§ FRAGMENTO
· · ·
Alba editorial está realizando también un extraordinario trabajo de recuperación de textos, que, como es el caso de Escenas de la vida parroquial, de George Eliot, no habían sido traducidos al castellano en España, que, como en el caso de Los diarios, de Sylvia Plath, habían sido publicados solo parcialmente, o que, habiendo sido editados, estaban ya descatalogados y requerían una nueva traducción. Este es el caso, entre otros, de Mozart, camino de Praga de Eduard Mörike, publicado en 1983 por Alianza y, en catalán, por Edicions del Mall o de Michael Kohlhaas, de Heinrich Von Kleist, que había sido publicado en 1948 por Espasa Calpe, en 1974 por Círculo de Amigos de la Historia y, en lengua catalana, en 1978 por Edicions 62.


Algunos olvidos inmerecidos
Es imposible repasar todas las recuperaciones que se están realizando desde distintas editoriales. También imposible no mencionar algunos casos paradigmáticos como el de Chaves Nogales –también podríamos citar a Gaziel, cuyas Meditacions en el desert, acaba de recuperar L’altra editorial, que también recuperó Història de La Vanguardia-, Luisa Carnés o Mercè Rodoreda, cuya novela La muerte y la primavera, permanecía inédita en castellano hasta que a finales del 2017 la editorial Club Editor decidió publicarla.


La editorial de Maria Bohigas, que en 2018 ha publicado Tots el contes, de Victor Català, cuyas obras habían sido publicada nada más y nada menos que entre 1985 y 1990 por Edicions 62 y cuya traducción al castellano de 2009 publicada Lengua de Trapo es difícilmente encontrable en las librerías, ha vuelto a publicar La mort i la primavera, “la novela maldita de Mercè Rodoreda”, en palabras de Andreu Jaume, escrita en 1960 y que Club Editor había publicado póstumamente en 1986.
· · ·
§ ENUNCIADO
Reescribe el pasaje del texto sobre recuperaciones editoriales que empieza con "Algunos olvidos inmerecidos" y sigue hasta "Editor decidió publicarla.", poniendo "emblemáticos" en lugar de "paradigmáticos". Los datos que vienen a continuación son un material aparte del texto.
· · ·
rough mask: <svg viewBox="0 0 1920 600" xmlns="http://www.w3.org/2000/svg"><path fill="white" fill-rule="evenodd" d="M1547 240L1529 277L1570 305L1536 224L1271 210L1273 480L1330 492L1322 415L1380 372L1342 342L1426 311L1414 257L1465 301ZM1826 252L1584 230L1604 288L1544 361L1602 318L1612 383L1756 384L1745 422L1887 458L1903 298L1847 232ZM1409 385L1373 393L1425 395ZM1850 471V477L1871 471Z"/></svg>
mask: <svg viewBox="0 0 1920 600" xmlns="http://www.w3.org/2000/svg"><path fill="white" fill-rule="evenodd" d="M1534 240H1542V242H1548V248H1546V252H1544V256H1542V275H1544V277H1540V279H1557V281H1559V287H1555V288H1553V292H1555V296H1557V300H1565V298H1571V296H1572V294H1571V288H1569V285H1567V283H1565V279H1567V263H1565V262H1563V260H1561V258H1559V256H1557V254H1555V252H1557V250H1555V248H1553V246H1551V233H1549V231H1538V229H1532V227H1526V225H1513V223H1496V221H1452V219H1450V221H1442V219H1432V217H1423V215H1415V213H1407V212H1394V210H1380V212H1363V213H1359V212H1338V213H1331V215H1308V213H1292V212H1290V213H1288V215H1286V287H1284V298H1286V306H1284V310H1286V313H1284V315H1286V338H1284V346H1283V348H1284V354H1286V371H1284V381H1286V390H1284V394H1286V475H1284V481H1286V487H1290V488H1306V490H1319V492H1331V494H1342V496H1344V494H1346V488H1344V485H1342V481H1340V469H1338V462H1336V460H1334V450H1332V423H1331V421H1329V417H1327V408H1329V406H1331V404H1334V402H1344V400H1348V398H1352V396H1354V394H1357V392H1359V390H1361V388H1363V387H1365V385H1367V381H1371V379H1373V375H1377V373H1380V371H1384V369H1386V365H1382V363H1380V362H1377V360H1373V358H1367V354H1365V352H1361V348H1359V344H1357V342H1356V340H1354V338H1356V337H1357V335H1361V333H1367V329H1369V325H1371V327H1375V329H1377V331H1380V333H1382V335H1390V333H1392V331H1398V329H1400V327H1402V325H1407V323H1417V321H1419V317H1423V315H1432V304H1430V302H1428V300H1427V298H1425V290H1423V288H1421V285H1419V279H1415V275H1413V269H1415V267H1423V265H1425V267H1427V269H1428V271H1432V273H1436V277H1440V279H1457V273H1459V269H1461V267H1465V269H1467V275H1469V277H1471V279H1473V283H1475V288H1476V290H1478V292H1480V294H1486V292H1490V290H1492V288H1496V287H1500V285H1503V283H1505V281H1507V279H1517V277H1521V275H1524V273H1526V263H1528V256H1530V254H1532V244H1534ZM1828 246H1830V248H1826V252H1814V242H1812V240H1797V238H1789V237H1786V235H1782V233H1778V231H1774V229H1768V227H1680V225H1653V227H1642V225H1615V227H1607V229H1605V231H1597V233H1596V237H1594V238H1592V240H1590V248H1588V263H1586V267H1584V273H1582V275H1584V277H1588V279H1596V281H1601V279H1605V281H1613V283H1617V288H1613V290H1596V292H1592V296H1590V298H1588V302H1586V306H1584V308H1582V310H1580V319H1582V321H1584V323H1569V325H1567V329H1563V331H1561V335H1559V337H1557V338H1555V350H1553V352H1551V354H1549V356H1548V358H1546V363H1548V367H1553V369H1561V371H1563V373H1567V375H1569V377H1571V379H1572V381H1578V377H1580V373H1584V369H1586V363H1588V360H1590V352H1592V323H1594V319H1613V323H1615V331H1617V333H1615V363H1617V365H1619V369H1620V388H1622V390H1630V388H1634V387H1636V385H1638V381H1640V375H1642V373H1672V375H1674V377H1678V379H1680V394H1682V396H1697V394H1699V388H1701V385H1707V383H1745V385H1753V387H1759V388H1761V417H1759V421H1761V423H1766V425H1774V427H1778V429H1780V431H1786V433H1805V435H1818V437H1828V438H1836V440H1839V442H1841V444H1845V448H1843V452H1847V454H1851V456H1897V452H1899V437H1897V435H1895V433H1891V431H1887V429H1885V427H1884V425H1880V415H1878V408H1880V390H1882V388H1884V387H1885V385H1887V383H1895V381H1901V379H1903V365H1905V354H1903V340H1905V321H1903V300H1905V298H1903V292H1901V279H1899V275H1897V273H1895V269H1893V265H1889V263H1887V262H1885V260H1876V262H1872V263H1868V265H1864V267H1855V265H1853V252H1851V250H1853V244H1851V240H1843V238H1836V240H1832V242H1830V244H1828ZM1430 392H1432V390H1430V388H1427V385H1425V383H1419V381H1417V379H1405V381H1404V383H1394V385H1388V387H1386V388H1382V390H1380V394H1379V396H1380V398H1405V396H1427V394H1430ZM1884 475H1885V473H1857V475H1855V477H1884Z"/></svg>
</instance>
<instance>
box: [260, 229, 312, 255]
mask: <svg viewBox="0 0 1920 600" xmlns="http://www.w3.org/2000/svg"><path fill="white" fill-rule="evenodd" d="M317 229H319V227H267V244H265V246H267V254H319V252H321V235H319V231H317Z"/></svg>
· · ·
§ SOLUCIÓN
Algunos olvidos inmerecidos
Es imposible repasar todas las recuperaciones que se están realizando desde distintas editoriales. También imposible no mencionar algunos casos emblemáticos como el de Chaves Nogales –también podríamos citar a Gaziel, cuyas Meditacions en el desert, acaba de recuperar L’altra editorial, que también recuperó Història de La Vanguardia-, Luisa Carnés o Mercè Rodoreda, cuya novela La muerte y la primavera, permanecía inédita en castellano hasta que a finales del 2017 la editorial Club Editor decidió publicarla.